Records from a data collection
* * * * * * *
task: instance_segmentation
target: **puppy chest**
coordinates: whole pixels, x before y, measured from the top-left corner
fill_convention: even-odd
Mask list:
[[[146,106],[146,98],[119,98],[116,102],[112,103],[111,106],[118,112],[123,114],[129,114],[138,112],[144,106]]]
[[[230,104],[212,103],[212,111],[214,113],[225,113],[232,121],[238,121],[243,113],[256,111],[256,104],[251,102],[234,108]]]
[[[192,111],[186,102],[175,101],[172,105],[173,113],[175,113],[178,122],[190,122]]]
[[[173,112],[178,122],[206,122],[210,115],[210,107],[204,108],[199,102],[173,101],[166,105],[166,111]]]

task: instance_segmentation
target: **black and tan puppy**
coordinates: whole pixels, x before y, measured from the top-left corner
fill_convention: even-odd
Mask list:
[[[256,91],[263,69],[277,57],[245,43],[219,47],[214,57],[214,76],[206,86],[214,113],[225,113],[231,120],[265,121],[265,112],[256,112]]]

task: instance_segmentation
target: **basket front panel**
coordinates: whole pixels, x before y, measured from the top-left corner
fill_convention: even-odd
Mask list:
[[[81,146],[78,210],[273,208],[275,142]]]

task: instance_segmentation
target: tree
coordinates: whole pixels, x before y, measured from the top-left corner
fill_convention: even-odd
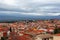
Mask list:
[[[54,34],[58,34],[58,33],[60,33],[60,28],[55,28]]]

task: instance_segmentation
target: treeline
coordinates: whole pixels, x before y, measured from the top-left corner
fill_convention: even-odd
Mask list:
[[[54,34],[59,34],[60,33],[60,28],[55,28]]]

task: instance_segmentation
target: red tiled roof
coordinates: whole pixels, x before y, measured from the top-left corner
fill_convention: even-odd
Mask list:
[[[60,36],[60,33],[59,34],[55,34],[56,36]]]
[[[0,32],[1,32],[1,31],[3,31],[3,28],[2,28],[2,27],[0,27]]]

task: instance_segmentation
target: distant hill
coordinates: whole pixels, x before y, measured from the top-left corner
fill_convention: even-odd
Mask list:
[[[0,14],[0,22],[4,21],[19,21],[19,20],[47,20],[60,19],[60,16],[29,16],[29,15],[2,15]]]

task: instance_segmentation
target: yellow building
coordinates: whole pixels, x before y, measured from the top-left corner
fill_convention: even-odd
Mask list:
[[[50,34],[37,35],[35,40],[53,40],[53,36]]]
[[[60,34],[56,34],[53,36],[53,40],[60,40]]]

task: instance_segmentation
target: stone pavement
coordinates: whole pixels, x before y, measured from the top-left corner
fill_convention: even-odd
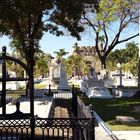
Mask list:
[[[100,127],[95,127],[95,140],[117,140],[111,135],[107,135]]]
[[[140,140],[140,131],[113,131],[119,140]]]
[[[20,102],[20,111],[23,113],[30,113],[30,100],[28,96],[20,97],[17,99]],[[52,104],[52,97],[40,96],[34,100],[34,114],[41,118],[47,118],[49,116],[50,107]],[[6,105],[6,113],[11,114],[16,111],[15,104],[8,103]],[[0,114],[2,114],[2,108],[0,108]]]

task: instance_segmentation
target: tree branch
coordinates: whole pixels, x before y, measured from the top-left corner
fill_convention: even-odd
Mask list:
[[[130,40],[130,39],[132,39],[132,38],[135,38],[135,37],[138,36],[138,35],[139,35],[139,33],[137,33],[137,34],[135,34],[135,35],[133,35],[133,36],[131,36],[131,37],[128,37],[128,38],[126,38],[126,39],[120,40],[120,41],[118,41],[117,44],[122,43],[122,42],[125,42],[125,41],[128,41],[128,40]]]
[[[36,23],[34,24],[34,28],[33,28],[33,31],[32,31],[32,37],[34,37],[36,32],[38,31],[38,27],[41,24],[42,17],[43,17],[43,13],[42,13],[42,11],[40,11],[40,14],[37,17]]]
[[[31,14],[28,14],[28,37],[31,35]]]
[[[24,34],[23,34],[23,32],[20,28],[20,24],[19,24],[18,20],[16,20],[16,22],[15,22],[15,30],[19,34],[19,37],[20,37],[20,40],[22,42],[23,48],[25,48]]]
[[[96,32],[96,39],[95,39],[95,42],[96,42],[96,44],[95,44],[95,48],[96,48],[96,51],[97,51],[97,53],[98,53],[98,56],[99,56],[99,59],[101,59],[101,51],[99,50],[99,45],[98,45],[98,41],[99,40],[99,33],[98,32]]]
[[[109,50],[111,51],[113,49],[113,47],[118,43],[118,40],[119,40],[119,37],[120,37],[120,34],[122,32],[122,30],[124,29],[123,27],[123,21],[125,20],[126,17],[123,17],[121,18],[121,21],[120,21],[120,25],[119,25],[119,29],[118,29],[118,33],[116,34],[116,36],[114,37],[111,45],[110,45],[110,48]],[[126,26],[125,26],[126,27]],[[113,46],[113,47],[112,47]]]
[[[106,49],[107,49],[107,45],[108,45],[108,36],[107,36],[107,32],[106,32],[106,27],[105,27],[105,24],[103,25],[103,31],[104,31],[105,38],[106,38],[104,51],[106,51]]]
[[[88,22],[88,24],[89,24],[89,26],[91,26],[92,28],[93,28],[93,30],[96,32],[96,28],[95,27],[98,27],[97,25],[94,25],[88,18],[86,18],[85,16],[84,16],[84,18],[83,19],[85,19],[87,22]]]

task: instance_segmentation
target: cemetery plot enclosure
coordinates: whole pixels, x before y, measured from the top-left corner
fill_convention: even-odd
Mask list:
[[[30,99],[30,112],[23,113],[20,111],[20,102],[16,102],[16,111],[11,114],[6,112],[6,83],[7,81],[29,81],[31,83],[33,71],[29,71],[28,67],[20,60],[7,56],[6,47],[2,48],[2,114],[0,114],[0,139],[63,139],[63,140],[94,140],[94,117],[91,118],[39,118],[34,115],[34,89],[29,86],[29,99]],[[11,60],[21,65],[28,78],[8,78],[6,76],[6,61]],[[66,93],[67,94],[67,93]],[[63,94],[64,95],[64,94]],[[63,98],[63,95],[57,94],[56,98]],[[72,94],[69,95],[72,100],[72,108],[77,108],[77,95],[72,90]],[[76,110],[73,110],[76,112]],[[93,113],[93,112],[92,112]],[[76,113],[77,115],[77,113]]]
* * * * * * *
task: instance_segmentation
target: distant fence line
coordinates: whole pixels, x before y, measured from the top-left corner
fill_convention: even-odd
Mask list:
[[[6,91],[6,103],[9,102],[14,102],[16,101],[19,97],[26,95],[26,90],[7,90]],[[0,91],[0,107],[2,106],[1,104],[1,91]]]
* * * * * * *
- **WHAT THE TASK REQUIRES**
Your reply should contain only the number of lines in the entries above with the word "target".

- **TASK ANSWER**
12